What can Clone Detection across System Boundaries Reveal about Architectural or Organizational Problems?
Teams, not individuals, build most software systems. The organization of these teams thus strongly impacts the software they build.
This is old news. For example, Conway’s law illustrates that the architectural decomposition of a system into components happens along communication structures . Naggapan’s study on bug data from Windows Vista shows that organizational structure is a significant predictor for fault proneness .
These empirical results resonate with my own experience. Often, the problems our static code analyses reveal in a code base are symptoms of underlying organizational problems. The larger the organizational problems, the bigger their impact on code quality.
Unfortunately, on this level of abstraction, this insight is pretty useless, since it is too abstract to be operationalized in a project context. To make it applicable, I want to boil it down to a single aspect in this article: reuse. From my experience, it is one of the code characteristics that reveals most about collaboration between teams.
Structured and Ad-hoc reuse
I differentiate between two forms of reuse: in structure reuse, each reused artifact (e.g. library, class, method, …) gets maintained in a single location. Changes to this central artifact thus affect all locations it gets used in. In Ad hoc reuse, each reused artifact gets copied into its new location. Changes are performed to the copies independently. If and how they are propagated between copies varies.
Both forms of reuse have pros and cons. The main advantages of structured reuse is that changes only need to be performed once, reducing maintenance effort and simplifying bug fixing in reused artifacts. Its main disadvantage is that it requires coordination. If an artifact is heavily reused, substantial changes may cause problems for its users and must be coordinated. Ad hoc reuse simply inverts those attributes: changes can be made independent of each other. While this is helpful for e.g. experimentation, it unfortunately makes bug fixes hard.
Ad hoc reuse is often applied in practice. My observation is, however, that it is often chosen to work around coordination problems between different teams, not because it is the best solution for the given reuse situation.
Clone detection can reliably detect ad hoc reuse. We can thus use it as a team/organization problem detector.
Clone Detection in a nutshell
Clone detection discovers similar areas of code. Detection algorithms are smart enough to compensate small changes, such as renamed variables or changes to source code comments. Clone detection is fast enough to analyze systems with several million lines of code in less than an hour. See  for more information on clone detection.
In most cases, clone detection gets used to discover and help manage code duplicates inside a single system. To inspect clone detection results on the level of a whole system, we use cushion treemaps. They are best explained in following the steps of the layout algorithm:
This treemap depicts each component of the system under analysis as a rectangle. The surface area of the rectangle corresponds to the size of its component in lines of code; the more lines, the larger the rectangle.
I have highlighted four components in blue. All other rectangles, however, also represent components.
In the next step, subcomponents are layouted. More specifically, a rectangle for each class that is part of a component gets drawn. Again, the size corresponds to the lines of code. Positioning mirrors location in the namespace: if two classes share the same namespace, they are drawn close to each other.
Unfortunately, adding classes threatens to blur the component structure of the system. I have left the four blue rectangles in place, to show that the components are still in the same position in the treemap. However, without the blue rectangles, they would be hard to spot. To preserve structural information, cushions are used to depict hierarchy.
In this step, the layout algorithm renders each rectangle as a cushion in such a way, that namespace hierarchy is still visible. Through the shading of each rectangle, the cushions depict which rectangles together form a larger part of the system (e.g. directory, package, namespace or such).

——————————

# [Task requirements]
Please pick up the article on clone detection across system boundaries right after its final sentence, and keep writing it from there.

# [Dataset section]
——————————

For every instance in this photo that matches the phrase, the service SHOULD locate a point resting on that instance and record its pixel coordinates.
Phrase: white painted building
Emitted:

——————————

# [Response area]
In the last step, we use color to denote the amount of cloning we detected in the system. Dark grey code is generated and thus excluded from detection. All other code gets colored on a gradient from white to red. White == 0% cloned, Dark red == 100% cloned.
This way, the treemap shows us which areas of the system contain how many clones.
Cross-project-clone-detection simply performs a clone detection across the code base of several projects and considers only those clones that span more than one project. Its results can be visualized similarly in a treemap. In the remainder of the post, I use apply it to different project settings.
Ad hoc Reuse across Applications in a Single Company
In the first case, I have used cross-project clone detection on the applications maintained by one single company. Each of the nine applications is a business information system, all are written in the same programming language. They are maintained by different teams. In some areas, the applications interact with each other (e.g. by exchanging data).
Clone detection revealed the following result. In this treemap only those clones are shown that contain copies that span at least two different applications.
We see that several large areas are cloned. Closer inspection revealed that entire components (both of custom UI widgets used by different applications, and of business objects for data shared across applications) have been copied.
Interviews with the developers revealed that, at least in some cases, the components had originally been maintained in a central location. However, the organization failed to create a structured process to manage change to these components. In part, because at that time, the development teams belonged to different companies working under different contracts.
In consequence, the projects duplicated the code. However, inspection of the differences between the clones revealed that many bug fixes had been done inconsistently, or with duplicate debugging and bug-fixing effort across teams.
In the last years, the development teams changed. They now belong to a single company. Their organizational structure has thus changed. It thus makes sense to reevaluate the reuse decisions.
Ad Hoc Reuse in a Product Family
The second example shows ad hoc reuse between the 14 products of a product family.
In this case, the development team simply copied the product for each new customer and modified it according to the customer’s needs, to allow customer teams to work independent of each other. In this case, duplication between the products was thus no surprise but expected.
This treemap shows clones that span at least 5 products in the family. What came as a surprise, however, was how much cloning spanned 10 or more family members:
The analysis revealed that many parts remained entirely unchanged across most or all products. These parts are candidates for structured reuse, to simplify bug fixes to them in the future.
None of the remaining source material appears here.